◆ EXERCISE REQUIREMENTS
Without altering anything, output the material below.

◆ DATA EXCERPTS

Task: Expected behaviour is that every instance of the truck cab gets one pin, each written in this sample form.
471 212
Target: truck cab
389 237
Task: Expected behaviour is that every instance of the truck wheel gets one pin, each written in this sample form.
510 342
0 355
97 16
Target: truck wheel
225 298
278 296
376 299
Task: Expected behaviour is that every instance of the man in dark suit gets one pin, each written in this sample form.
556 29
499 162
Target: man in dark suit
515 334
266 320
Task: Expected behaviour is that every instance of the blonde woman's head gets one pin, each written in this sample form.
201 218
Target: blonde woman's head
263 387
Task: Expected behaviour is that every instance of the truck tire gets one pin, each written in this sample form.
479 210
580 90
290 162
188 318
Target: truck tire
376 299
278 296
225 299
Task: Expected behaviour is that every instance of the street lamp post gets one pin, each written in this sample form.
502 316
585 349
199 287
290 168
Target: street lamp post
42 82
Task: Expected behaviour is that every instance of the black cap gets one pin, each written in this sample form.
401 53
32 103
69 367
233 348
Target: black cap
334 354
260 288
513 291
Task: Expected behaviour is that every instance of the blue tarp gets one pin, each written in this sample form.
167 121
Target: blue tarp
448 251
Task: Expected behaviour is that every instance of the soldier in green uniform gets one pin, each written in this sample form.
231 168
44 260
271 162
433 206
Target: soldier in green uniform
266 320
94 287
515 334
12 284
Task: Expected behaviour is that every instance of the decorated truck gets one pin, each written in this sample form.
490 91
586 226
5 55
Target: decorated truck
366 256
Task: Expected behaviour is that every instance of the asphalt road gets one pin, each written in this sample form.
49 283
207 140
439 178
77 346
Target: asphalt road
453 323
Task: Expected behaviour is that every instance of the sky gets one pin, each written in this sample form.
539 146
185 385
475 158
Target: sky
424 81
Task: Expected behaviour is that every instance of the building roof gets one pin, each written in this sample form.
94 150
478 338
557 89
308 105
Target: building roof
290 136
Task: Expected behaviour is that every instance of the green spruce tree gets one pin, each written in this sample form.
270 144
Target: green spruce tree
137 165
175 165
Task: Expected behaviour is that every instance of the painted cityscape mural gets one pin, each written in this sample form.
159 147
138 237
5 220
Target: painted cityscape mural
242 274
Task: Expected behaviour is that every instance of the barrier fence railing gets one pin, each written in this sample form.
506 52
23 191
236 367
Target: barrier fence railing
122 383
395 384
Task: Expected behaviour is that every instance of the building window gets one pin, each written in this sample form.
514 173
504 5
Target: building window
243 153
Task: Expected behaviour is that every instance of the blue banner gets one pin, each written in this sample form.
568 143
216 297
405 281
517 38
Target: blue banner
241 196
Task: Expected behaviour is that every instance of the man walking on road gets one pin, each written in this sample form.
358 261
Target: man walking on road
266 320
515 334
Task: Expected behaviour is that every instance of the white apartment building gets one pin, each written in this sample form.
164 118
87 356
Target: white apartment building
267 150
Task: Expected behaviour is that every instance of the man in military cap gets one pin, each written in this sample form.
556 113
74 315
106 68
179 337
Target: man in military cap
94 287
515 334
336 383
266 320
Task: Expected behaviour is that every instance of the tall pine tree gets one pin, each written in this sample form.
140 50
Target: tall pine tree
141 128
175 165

◆ EXPECTED OUTPUT
Task: Expected behaviour is that every instance of the truck cab gets one pin, each written in this sample form.
471 212
Target: truck cab
389 237
Task: Expected behaviour is that every instance of the truck wheel gets one pin, each written in this sample form.
510 342
0 355
97 16
Target: truck wheel
225 298
278 296
376 299
Task: Expected behaviour is that every instance of the man in dark suit gets one pin, each written in this sample form.
556 29
499 162
Target: man in dark suit
515 334
266 320
Task: Expected behaviour is that every instance of the blonde woman's head gets one pin, each written in this sample form.
201 218
Target: blonde woman's head
263 387
Task: Expected behaviour is that every instance of the truck tire gets one pin, each written in this sample form.
479 210
580 90
290 162
188 318
Target: truck tire
376 299
278 296
225 299
Task: Expected behaviour is that every instance of the street lamp post gets one pin, each written in this sample form.
502 316
585 349
199 287
290 168
Target: street lamp post
42 82
Task: Expected behaviour is that every instance of the black cap gets one pin, each written in this sample form.
401 53
32 103
69 367
233 348
Target: black cap
334 354
260 288
513 291
Task: Expected behaviour is that every instance of the blue tarp gets one pin, each written in this sample form.
167 121
Target: blue tarp
448 251
Task: Expected behaviour is that every instance of the soldier in green uniform gets one pin, each written in this sample form.
231 168
44 260
271 162
433 206
Target: soldier in green uniform
266 320
94 287
515 334
12 284
Task: Expected behaviour is that every instance of the decorated truck gets one pin, each written in this sample form.
490 91
586 226
5 55
Target: decorated truck
366 256
Task: Expected behaviour is that every instance of the asphalt road gets one pin, each written in this sample form.
49 283
207 140
439 178
77 346
Target: asphalt road
453 323
Task: Expected behaviour is that every instance of the sky gets one pin, each written in this sample form.
539 146
185 385
475 158
Target: sky
424 81
Task: Expected behaviour is that every instance of the building roof gets one pin, each written in this sample form.
94 150
478 338
557 89
308 105
Target: building roof
290 136
Task: Expected behaviour is that every instance of the green spruce tree gets one pin, each written in this sample form.
270 144
Target: green spruce tree
137 165
175 165
Task: Expected behaviour is that every instance of the painted cityscape mural gets one pin, each written in this sample form.
159 147
138 237
5 220
Target: painted cityscape mural
242 274
Task: Expected behaviour is that every instance of the barrier fence railing gets one pin, each written in this sample form.
506 52
23 191
236 367
Target: barrier fence railing
122 383
395 384
Task: Expected behaviour is that every instance of the building window gets one pin, each written in this sample form.
514 173
504 5
Target: building window
243 153
Task: Expected behaviour is that every instance of the blue banner gets one pin, each written in this sample form.
568 143
216 297
405 281
517 38
Target: blue banner
241 196
Task: Expected behaviour is that every instance of the man walking on road gets one pin, each written in this sample form.
358 261
Target: man walking on road
266 320
515 334
Task: Expected behaviour is that every instance of the white apartment building gets one pin, each written in this sample form.
164 118
87 356
Target: white apartment building
267 150
Task: Expected behaviour is that every instance of the man in military cap gets one pin, each written in this sample form.
556 113
74 315
106 68
179 337
Target: man in military cap
94 287
515 334
336 383
266 320
Task: Expected behaviour is that every instance of the tall pine tree gets one pin, each written in this sample form.
140 50
Target: tall pine tree
141 128
175 165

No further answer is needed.